Using the records below, locate all lines containing "pair" and return them.

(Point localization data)
[Start of Attachment]

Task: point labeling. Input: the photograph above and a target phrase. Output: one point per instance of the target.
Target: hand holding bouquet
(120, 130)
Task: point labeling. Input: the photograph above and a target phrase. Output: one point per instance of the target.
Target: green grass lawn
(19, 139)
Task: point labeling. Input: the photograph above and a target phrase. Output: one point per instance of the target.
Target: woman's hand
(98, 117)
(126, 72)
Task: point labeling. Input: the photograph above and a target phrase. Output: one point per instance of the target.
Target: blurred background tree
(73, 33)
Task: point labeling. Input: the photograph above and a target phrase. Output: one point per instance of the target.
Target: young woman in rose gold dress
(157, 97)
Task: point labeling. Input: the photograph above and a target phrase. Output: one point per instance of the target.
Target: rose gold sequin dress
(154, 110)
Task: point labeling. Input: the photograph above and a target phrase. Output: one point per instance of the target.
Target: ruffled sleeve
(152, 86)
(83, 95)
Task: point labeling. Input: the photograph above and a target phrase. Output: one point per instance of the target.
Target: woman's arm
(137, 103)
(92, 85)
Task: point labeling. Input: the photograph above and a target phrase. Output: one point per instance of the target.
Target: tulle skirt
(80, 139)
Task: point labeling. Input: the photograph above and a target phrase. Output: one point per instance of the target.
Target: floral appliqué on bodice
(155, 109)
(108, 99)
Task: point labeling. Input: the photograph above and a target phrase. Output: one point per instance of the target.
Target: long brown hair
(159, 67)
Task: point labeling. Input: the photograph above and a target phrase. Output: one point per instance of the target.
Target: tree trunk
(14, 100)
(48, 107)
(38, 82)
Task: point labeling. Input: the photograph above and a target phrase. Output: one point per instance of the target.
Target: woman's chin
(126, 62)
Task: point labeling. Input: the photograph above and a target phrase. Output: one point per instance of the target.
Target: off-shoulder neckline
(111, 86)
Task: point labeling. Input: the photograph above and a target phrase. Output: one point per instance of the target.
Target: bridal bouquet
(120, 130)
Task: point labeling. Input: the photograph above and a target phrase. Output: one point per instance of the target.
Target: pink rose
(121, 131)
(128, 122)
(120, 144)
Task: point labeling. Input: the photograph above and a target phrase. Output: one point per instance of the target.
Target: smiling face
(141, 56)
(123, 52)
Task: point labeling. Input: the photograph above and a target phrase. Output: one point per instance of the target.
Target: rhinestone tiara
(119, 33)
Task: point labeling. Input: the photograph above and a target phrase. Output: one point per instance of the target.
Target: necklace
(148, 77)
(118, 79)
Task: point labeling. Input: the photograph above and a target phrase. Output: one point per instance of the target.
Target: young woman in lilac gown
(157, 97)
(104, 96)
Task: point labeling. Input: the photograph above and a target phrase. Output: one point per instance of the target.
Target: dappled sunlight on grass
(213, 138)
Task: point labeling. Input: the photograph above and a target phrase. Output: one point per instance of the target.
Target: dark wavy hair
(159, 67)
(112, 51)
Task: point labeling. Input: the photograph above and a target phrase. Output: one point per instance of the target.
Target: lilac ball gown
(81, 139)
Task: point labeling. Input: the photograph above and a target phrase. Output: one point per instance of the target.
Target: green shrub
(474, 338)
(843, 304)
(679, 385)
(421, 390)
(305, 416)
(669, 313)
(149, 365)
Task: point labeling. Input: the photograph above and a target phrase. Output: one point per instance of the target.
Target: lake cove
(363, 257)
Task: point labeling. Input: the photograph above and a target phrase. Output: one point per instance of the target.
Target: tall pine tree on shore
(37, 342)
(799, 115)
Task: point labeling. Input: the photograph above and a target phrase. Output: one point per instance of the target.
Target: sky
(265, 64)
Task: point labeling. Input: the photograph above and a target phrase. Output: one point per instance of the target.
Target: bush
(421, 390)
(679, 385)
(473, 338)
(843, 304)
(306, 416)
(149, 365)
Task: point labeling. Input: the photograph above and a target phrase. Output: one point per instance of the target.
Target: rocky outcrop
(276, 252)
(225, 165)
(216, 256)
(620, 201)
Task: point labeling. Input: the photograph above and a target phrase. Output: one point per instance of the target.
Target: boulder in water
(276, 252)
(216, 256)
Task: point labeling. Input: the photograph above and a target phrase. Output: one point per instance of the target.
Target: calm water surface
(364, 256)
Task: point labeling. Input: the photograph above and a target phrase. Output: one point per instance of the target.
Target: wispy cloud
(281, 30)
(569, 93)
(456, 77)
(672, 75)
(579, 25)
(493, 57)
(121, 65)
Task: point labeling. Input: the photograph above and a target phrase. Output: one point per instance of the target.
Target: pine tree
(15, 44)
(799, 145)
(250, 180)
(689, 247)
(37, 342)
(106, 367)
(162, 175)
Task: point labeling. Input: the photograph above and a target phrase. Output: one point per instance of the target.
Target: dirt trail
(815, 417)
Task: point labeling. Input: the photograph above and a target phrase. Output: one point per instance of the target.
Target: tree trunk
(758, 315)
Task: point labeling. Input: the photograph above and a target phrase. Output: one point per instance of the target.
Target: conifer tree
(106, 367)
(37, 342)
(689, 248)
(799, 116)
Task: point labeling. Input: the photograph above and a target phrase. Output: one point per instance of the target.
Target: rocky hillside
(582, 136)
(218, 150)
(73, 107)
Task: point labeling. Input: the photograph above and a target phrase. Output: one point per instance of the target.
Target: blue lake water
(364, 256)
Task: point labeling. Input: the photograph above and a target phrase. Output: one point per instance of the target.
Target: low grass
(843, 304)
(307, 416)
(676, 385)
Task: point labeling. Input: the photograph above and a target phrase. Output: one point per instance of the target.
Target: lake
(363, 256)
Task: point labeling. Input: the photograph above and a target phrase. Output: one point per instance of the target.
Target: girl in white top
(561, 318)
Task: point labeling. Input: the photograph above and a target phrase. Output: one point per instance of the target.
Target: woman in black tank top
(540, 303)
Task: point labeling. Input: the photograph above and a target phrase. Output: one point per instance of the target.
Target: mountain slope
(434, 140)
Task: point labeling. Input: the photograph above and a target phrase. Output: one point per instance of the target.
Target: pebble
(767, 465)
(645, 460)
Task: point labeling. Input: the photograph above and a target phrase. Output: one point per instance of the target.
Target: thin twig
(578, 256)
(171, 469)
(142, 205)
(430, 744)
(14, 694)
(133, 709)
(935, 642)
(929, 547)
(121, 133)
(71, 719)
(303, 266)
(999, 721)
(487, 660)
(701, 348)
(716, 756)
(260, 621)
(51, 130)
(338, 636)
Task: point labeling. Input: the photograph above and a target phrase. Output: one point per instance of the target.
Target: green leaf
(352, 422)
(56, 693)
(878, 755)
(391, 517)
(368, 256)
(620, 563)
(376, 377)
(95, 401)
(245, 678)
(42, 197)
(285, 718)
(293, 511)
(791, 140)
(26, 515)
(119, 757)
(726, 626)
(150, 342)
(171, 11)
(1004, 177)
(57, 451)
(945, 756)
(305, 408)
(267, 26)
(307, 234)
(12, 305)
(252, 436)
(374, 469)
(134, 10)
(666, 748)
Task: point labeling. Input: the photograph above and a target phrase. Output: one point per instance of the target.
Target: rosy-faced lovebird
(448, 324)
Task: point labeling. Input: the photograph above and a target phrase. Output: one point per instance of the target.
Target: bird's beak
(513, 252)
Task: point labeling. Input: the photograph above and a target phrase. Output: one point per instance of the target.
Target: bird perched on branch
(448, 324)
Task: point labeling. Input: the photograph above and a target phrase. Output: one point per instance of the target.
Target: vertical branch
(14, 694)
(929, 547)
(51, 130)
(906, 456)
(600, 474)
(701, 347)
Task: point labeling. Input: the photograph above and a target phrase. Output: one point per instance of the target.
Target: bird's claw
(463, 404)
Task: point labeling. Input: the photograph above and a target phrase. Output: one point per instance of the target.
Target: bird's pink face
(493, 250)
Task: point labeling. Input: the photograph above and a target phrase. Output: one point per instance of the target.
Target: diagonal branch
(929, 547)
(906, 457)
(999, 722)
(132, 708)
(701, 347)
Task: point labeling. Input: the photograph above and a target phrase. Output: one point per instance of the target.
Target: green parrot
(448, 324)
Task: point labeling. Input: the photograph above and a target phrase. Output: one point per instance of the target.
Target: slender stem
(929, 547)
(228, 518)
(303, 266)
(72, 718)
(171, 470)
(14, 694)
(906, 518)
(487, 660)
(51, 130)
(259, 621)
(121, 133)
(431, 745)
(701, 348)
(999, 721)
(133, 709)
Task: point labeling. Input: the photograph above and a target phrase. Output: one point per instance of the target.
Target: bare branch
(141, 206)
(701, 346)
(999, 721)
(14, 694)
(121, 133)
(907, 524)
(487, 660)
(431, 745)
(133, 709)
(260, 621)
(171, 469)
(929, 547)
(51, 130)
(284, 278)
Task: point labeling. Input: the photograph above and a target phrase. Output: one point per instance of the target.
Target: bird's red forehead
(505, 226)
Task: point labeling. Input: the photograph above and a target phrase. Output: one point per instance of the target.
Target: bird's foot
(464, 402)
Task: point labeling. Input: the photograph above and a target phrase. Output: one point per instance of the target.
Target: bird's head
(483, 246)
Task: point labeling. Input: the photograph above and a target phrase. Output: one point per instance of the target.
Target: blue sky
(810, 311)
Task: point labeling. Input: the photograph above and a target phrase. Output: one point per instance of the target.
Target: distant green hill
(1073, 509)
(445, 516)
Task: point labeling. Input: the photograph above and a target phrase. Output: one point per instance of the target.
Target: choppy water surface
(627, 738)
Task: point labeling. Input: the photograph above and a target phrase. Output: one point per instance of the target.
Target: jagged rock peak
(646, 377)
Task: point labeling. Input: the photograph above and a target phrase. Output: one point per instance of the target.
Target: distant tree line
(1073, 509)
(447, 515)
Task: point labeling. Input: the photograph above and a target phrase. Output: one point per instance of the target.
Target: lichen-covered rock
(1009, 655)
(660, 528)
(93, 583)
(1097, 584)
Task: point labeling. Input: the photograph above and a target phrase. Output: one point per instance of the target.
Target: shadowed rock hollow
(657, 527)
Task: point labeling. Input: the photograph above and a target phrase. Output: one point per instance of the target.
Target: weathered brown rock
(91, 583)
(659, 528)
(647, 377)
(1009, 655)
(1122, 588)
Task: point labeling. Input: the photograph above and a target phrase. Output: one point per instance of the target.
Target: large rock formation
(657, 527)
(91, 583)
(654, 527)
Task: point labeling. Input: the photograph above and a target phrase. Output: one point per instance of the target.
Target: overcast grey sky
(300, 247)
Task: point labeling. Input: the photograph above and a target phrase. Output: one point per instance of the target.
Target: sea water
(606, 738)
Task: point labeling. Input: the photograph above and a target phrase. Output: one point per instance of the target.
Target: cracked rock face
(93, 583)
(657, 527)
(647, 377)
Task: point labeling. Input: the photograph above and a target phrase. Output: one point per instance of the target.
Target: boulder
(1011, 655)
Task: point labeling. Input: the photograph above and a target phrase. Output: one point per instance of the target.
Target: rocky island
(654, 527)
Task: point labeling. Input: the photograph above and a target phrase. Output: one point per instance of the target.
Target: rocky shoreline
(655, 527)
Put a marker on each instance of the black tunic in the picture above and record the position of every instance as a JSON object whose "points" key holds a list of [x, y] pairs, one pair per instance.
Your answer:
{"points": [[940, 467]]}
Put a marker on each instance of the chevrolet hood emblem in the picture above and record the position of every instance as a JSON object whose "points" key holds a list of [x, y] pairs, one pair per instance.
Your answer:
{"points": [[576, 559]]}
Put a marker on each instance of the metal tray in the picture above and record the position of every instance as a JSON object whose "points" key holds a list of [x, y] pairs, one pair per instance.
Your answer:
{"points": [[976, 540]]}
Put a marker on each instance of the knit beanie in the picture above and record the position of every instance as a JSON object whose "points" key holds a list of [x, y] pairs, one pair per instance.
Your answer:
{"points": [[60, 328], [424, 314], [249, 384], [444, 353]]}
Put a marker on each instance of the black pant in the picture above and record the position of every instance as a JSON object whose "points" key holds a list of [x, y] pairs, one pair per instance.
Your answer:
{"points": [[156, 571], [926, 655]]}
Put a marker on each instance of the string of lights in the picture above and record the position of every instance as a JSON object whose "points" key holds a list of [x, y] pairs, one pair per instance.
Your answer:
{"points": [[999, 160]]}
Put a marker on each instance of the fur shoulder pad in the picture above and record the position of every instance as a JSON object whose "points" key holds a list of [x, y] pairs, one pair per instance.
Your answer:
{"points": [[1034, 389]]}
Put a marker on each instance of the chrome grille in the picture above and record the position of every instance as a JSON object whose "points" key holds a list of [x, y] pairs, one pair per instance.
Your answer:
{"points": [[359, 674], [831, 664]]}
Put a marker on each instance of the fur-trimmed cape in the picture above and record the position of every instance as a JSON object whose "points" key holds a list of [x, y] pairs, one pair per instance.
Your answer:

[End of Attachment]

**Completed exercise**
Put a marker on each instance of the black tunic in the picture above and record the position of every instance as a JSON object whose "points" key holds a list of [x, y] pairs, one pair per instance.
Put a marker on each instance of the chevrolet hood emblem in the picture above and record the position of every instance as a JSON object whose "points" key holds a list of [x, y] pairs, one pair per instance.
Put a marker on each instance of the metal tray in the picture above and record the position of every instance as a JSON object whose "points" key holds a list of [x, y] pairs, one pair per instance.
Put a marker on each instance of the knit beanie in the picture above and record the position of every instance as a JSON object whose "points" key holds a list of [x, y] pairs, one pair per instance.
Put a marker on each instance of the black pant in the picture above and record the position of every instance as a JSON object whose "points" key holds a list of [x, y] pairs, one pair per instance.
Put a marker on each instance of the string of lights in the picture above and record the position of every instance as a JSON object whose "points" key holds a list of [x, y] pairs, one pair per instance.
Put a marker on each instance of the fur shoulder pad in the picture above and record the position of every instance as a JSON object whose "points" key holds a list of [x, y] pairs, one pair per instance.
Put a marker on each instance of the chrome grille in the picture above and record the position of every instance as a JSON object whose "points" key holds a list of [x, y] pairs, one pair per instance.
Put a marker on each instance of the fur-trimmed cape in the picture above and record the position of every instance as a JSON object whose "points" key holds a list of [x, y] pairs, one pair per instance.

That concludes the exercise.